→ Problem
The required output is the exact sequence of lines from the line holding "Would you mind marking the car side" to the end of the records, inclusive.

=== Items ===

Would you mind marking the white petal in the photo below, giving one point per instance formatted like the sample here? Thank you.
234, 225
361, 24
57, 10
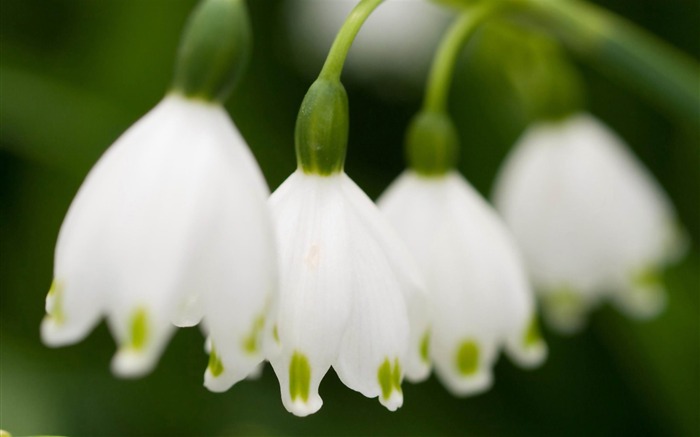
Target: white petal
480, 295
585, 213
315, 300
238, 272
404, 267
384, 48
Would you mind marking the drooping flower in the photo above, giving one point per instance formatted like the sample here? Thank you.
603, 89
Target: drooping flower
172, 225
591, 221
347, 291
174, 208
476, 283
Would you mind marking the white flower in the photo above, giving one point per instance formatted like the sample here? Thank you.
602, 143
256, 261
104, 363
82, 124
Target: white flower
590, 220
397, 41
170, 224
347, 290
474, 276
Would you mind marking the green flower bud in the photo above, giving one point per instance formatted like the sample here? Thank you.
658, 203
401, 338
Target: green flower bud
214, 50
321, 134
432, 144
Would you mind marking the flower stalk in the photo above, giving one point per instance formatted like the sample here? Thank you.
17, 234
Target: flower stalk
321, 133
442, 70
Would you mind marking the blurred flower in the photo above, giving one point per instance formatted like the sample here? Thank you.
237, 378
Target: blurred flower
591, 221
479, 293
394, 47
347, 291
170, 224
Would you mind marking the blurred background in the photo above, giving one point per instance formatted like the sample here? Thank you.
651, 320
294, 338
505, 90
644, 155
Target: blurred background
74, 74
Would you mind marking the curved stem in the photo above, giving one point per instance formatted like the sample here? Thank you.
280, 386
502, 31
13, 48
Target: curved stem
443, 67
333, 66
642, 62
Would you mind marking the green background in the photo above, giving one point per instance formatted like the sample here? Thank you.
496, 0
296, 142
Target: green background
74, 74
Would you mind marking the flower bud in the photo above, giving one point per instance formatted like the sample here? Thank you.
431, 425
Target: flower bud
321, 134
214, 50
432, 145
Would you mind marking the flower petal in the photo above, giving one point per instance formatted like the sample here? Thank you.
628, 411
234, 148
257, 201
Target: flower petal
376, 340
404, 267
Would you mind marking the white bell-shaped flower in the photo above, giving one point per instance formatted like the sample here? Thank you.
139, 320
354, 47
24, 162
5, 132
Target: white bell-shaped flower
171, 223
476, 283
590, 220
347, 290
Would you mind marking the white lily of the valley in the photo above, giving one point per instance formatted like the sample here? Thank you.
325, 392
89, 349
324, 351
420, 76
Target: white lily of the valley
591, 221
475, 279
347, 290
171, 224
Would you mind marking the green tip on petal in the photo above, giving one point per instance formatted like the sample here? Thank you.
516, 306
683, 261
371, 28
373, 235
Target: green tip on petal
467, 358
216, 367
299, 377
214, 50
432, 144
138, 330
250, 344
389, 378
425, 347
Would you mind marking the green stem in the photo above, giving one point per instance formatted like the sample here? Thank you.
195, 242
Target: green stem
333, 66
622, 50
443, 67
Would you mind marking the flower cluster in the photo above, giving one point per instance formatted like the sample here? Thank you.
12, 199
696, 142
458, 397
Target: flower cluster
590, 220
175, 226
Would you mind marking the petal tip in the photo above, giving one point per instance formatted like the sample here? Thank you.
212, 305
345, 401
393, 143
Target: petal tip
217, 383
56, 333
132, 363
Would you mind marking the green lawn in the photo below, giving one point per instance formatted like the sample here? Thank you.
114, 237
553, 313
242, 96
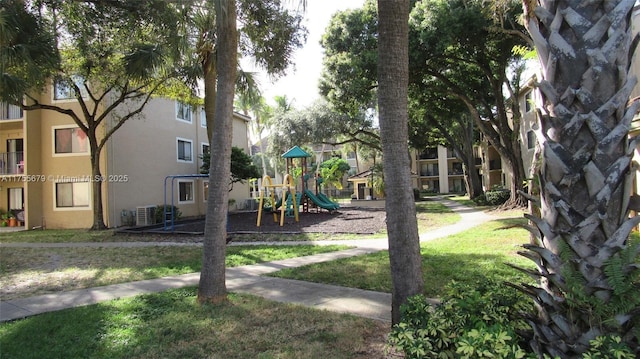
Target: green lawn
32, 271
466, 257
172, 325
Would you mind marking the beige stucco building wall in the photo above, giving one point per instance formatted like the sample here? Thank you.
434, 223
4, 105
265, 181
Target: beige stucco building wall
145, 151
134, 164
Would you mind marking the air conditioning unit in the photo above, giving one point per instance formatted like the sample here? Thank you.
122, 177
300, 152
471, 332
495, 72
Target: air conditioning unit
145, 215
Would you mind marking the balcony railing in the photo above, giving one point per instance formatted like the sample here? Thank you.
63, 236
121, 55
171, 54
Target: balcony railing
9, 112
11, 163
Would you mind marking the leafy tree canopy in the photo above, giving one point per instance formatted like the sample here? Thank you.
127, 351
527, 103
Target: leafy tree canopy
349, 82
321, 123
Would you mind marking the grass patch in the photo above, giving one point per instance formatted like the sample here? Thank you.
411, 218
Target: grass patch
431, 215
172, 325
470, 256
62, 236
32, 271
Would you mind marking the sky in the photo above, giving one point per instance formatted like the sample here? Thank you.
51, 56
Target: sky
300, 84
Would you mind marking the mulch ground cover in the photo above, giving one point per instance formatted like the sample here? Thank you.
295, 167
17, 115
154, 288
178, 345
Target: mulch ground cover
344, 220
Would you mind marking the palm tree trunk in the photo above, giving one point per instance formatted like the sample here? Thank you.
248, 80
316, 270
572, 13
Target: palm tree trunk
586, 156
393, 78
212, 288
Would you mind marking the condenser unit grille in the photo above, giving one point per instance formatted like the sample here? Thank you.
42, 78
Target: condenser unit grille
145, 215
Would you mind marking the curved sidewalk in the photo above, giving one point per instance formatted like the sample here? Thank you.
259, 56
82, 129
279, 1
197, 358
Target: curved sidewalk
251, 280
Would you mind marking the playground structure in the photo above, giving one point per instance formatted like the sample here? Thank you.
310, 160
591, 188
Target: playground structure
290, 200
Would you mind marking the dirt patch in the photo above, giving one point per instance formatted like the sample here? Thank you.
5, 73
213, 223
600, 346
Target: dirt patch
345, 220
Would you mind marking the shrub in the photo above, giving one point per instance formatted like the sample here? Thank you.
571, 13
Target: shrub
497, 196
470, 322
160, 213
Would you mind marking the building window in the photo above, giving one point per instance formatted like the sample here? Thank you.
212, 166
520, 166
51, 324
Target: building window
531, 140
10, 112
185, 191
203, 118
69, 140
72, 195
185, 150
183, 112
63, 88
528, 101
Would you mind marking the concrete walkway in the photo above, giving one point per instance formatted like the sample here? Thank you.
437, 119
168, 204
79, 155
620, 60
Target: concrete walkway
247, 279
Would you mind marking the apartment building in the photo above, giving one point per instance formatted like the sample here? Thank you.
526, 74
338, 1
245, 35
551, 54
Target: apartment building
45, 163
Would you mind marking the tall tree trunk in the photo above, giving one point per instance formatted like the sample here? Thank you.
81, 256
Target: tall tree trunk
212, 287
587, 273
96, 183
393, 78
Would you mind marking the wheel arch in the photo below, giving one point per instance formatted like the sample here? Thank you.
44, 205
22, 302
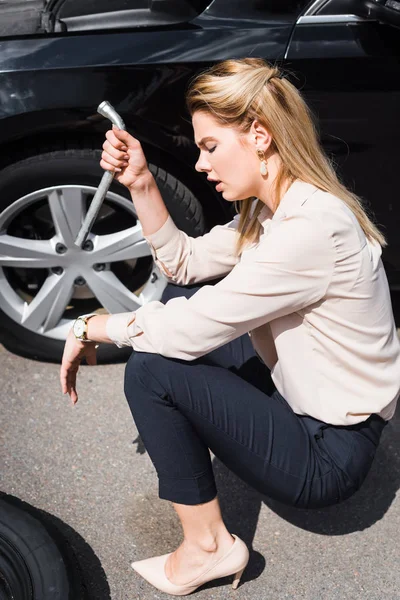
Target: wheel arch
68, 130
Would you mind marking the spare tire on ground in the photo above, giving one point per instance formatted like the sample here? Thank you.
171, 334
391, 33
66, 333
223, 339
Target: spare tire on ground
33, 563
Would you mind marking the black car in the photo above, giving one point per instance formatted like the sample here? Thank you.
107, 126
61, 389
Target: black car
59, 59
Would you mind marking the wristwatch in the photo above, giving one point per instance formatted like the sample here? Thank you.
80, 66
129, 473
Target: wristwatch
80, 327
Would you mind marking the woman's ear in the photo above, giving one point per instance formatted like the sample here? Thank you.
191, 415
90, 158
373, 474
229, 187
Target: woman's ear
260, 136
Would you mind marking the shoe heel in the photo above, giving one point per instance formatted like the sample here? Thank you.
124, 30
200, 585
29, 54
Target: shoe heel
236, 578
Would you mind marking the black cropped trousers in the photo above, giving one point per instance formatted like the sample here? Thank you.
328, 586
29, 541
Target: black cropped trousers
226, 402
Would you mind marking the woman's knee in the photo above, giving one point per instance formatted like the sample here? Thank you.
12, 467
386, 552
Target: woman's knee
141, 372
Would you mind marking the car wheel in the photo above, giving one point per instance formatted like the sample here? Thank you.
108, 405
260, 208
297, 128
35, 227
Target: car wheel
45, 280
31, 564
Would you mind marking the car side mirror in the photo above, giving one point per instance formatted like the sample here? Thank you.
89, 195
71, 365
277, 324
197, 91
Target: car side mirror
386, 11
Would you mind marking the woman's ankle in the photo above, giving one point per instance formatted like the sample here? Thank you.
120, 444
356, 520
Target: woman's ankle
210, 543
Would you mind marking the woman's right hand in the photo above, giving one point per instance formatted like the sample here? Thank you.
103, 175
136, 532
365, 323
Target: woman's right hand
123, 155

===

→ Solution to this task
Would you mind marking the car side mirror in the photo above, giving one point per instance formatted like the sample here? Thank you.
89, 195
71, 365
277, 324
197, 91
Target: car side mirror
386, 11
Would you mind marking the woman's ankle in the photo above, giving one point per instance formatted like the sample here? Thank you.
120, 444
356, 520
Target: woman's ankle
210, 543
Would you mind marking the woman's right hand in the photo above, giving one point per instance formatted like the sample here? Thank you.
103, 175
136, 532
365, 323
Target: woman's right hand
123, 155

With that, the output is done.